#### Provided material:
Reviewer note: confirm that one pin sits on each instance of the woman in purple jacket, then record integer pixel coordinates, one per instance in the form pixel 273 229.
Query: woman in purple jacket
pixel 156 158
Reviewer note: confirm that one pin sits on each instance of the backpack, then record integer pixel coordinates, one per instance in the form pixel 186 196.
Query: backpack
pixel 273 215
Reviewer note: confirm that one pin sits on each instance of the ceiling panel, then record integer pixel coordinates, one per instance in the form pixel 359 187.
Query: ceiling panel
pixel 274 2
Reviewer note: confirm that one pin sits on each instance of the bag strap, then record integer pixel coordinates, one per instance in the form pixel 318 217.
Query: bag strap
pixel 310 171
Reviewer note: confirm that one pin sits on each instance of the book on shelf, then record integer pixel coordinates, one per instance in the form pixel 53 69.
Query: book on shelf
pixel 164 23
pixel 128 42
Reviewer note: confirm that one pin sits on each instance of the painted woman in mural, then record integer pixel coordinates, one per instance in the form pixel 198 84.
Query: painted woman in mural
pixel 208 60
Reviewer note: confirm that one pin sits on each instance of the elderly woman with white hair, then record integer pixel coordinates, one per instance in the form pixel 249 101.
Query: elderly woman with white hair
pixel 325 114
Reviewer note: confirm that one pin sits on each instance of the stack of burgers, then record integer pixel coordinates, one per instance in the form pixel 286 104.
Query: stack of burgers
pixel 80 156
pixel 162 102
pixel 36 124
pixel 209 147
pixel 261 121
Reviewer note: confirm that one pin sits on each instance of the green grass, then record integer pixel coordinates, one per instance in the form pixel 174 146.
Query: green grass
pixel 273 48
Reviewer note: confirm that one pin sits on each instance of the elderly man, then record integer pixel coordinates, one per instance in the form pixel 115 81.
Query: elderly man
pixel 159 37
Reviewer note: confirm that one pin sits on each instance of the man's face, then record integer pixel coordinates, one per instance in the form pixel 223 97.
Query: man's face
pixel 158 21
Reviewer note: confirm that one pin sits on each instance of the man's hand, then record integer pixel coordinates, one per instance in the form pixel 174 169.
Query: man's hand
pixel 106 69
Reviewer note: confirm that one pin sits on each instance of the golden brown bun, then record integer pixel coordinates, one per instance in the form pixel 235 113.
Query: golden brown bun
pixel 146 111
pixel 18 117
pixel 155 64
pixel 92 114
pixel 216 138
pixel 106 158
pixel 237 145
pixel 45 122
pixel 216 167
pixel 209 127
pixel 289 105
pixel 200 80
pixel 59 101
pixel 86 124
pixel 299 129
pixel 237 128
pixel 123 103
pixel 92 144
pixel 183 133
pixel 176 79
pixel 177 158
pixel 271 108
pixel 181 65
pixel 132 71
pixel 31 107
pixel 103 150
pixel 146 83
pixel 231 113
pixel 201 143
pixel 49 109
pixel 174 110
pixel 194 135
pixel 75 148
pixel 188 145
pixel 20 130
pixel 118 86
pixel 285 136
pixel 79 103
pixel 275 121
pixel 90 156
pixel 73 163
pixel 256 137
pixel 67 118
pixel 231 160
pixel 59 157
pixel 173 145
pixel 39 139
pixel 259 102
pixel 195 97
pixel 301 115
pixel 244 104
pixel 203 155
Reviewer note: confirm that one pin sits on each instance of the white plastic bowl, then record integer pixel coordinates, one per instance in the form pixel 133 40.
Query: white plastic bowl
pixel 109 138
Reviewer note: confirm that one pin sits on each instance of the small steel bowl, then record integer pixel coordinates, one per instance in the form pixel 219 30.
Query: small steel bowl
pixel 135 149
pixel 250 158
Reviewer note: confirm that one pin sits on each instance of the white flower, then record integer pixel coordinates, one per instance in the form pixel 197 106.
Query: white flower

#### What this task involves:
Copy all of the records above verbatim, from the first line to the last, without adding or dropping anything.

#### Full output:
Reviewer note: confirm that one pin sits on each instance of the woman in purple jacket, then record integer pixel coordinates, one per instance in the form pixel 273 229.
Query: woman in purple jacket
pixel 156 158
Reviewer note: confirm that one pin sits on each instance of the backpack, then record integer pixel coordinates, one per instance in the form pixel 186 196.
Query: backpack
pixel 273 215
Reviewer note: confirm that one pin sits on each instance of the ceiling panel, then record integer pixel coordinates, one per instance in the form pixel 359 187.
Query: ceiling panel
pixel 274 2
Reviewer note: confirm that one pin sits on each instance of the bag strap, then record integer pixel coordinates, one per instance in the form pixel 318 217.
Query: bag strap
pixel 310 171
Reviewer note: confirm that one pin sits on each instance of the book on shelf, then record integer pixel coordinates, one per instance in the form pixel 53 69.
Query: book on shelf
pixel 164 23
pixel 128 42
Reviewer note: confirm that one pin sits on each instance of the painted woman in mural, then record integer pixel coordinates, one per instance in the form pixel 198 84.
Query: painted woman in mural
pixel 208 60
Reviewer note: confirm that one pin sits on each instance of the elderly woman with white hair, then record integer pixel coordinates, one per instance in the form pixel 249 101.
Query: elderly woman with white hair
pixel 325 114
Reviewer note: confirm that one pin sits on each instance of the stack of burgers, then record integer pixel coordinates, one per instance in the form pixel 286 104.
Query: stack of burgers
pixel 80 156
pixel 162 102
pixel 36 124
pixel 209 147
pixel 261 121
Reviewer note: confirm that one pin sits on each instance of the green grass, then record integer pixel coordinates, one per instance in the form pixel 174 146.
Query: green grass
pixel 273 48
Reviewer note: confirm that one pin sits on each instance of the elderly man, then record integer pixel coordinates, one per instance in the form pixel 115 81.
Query: elderly man
pixel 159 37
Reviewer note: confirm that one pin sits on each instance of the man's face, then record integer pixel coordinates, one per instance in the form pixel 223 97.
Query: man's face
pixel 158 21
Reviewer note: confirm that one pin sits on each instance of the man's hand, then record integer pixel coordinates, one per instance in the form pixel 174 169.
Query: man's hand
pixel 106 69
Reviewer note: confirm that one pin sits on each instance of the golden brown bun, then record integer pixel coordinates, one per instance in the form pixel 235 113.
Query: golden brown bun
pixel 146 111
pixel 18 117
pixel 155 64
pixel 92 114
pixel 216 138
pixel 106 158
pixel 237 145
pixel 45 122
pixel 216 167
pixel 209 127
pixel 289 105
pixel 200 80
pixel 59 101
pixel 86 124
pixel 299 129
pixel 237 128
pixel 123 103
pixel 92 144
pixel 183 133
pixel 176 79
pixel 177 158
pixel 271 108
pixel 181 65
pixel 132 71
pixel 31 107
pixel 103 150
pixel 146 83
pixel 231 113
pixel 201 143
pixel 49 109
pixel 174 110
pixel 194 135
pixel 75 148
pixel 188 145
pixel 20 130
pixel 118 86
pixel 285 136
pixel 79 103
pixel 275 121
pixel 90 156
pixel 73 163
pixel 256 137
pixel 67 118
pixel 231 160
pixel 59 157
pixel 173 145
pixel 39 139
pixel 259 102
pixel 195 97
pixel 301 115
pixel 244 104
pixel 203 155
Reviewer note: confirm that one pin sits on each instance of the white plastic bowl, then record integer pixel coordinates, one per instance in the form pixel 133 40.
Query: white plastic bowl
pixel 109 138
Reviewer note: confirm that one pin sits on each instance of the small steel bowl, then record integer pixel coordinates, one per instance in the form pixel 219 30.
Query: small steel bowl
pixel 135 149
pixel 250 158
Reviewer note: confirm that one pin sits on each instance of the white flower, then record integer pixel coordinates, one per instance in the form pixel 197 106.
Query: white flower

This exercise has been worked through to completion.